Documento:
▼

Foto: Nityama Macrini

Sérgio Maggio*

Tenho uma relação intensa e juvenil com o texto “Sonho de Uma Noite de Verão”, de William Shakespeare. É tão crucial que não gosto de ver muitas encenações da peça, com receio de me decepcionar com propostas conservadoras. Li e reli na minha adolescência essa obra, que, para alguns especialistas sisudos, não está no rol de dramaturgias-primas do bardo inglês. Talvez, porque seja popular demais e esteja num campo da comédia. E definitivamente especialistas sisudos não gostam de rir.

Na minha concepção, “Sonho de Uma Noite de Verão”, o texto, é um deleite dramatúrgico no qual Shakespeare é antropofágico, mistura mundos visíveis e invisíveis, culturas e lendas captadas mundo afora. O escritor trabalha ainda deliciosamente o jogo de espelhamentos e a comédia de erros. É uma festa, um sonho, e como todo sonho precisa ser captado na desordem onírica.

E foi exatamente esse o caminho seguido pelo grupo Celeiro das Antas. Essa improbabilidade dos sonhos foi magistralmente posta no palco do Teatro Sesc Newton Rossi com singularidade. Nunca poderia imaginar assistir à montagem desse texto, que requer tantos cenários e personagens, num palco nu e a partir de somente quatro corpos de atores clownescos.

De imediato, essa adaptação de “Sonho de Uma Noite de Verão” ressuscitou em mim o frescor da leitura juvenil. Em alguns momentos, parecia estar diante do meu livro adolescente de capinha vermelha descobrindo mundos.  Mestre em humor, o diretor José Regino explora um naipe de truques e linguagens de clowns e de comicidades diversas. Como num filme, vi passar diante dos meus olhos flashes de Os Três Patetas, O Gordo e O Magro, Chaplin, Chaves, Arlequim e a commedia d´art e, claro, a pesquisa desse engenhoso comediante que assina a direção de uma peça-desafio.

Em cena, quatro atores únicos, que merecem ser destacados um a um:

  1. Elisa Carneiro é uma atriz clownesca nata. Põe a plateia pra rir com uma virada de olho ou uma puxada de ombros. É sútil e drástica. Traz essas nuances dialógicas em sua composição.

▲

Dados fornecidos:
▼

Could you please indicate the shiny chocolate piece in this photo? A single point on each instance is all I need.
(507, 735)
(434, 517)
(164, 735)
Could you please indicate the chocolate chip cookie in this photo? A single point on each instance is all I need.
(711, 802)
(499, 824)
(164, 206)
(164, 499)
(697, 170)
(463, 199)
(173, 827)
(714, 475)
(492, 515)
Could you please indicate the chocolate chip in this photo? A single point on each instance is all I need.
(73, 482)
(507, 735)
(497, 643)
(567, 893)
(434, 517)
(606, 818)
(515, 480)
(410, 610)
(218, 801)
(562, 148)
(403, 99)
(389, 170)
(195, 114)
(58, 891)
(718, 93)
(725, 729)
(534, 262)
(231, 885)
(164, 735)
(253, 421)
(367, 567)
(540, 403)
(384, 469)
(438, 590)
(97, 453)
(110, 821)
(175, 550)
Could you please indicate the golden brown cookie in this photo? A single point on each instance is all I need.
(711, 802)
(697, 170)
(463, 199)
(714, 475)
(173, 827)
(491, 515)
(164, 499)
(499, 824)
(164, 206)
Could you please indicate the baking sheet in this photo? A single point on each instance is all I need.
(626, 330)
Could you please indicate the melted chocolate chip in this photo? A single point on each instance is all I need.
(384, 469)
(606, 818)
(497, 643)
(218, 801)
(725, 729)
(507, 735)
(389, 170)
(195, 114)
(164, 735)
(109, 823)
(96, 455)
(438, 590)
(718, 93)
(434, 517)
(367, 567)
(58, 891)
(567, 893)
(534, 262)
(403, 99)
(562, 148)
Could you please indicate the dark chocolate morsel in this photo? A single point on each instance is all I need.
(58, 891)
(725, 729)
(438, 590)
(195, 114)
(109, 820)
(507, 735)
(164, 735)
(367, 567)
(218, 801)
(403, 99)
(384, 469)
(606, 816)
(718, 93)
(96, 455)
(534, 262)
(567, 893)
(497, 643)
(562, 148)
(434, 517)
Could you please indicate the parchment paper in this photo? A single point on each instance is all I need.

▲

Descrição do exercício:
Indique se cada afirmação abaixo está de acordo com o documento, respondendo sim ou não e citando as palavras do documento que decidem a resposta.
(a) O autor leu a peça de Shakespeare mais de uma vez na adolescência.
(b) O grupo Celeiro das Antas encenou a peça com um cenário elaborado e um elenco numeroso.
(c) A montagem tem direção de José Regino.

Resultado:
(a) Sim: "Li e reli na minha adolescência essa obra".
(b) Não: "num palco nu e a partir de somente quatro corpos de atores clownescos".
(c) Sim: "o diretor José Regino explora um naipe de truques e linguagens de clowns e de comicidades diversas".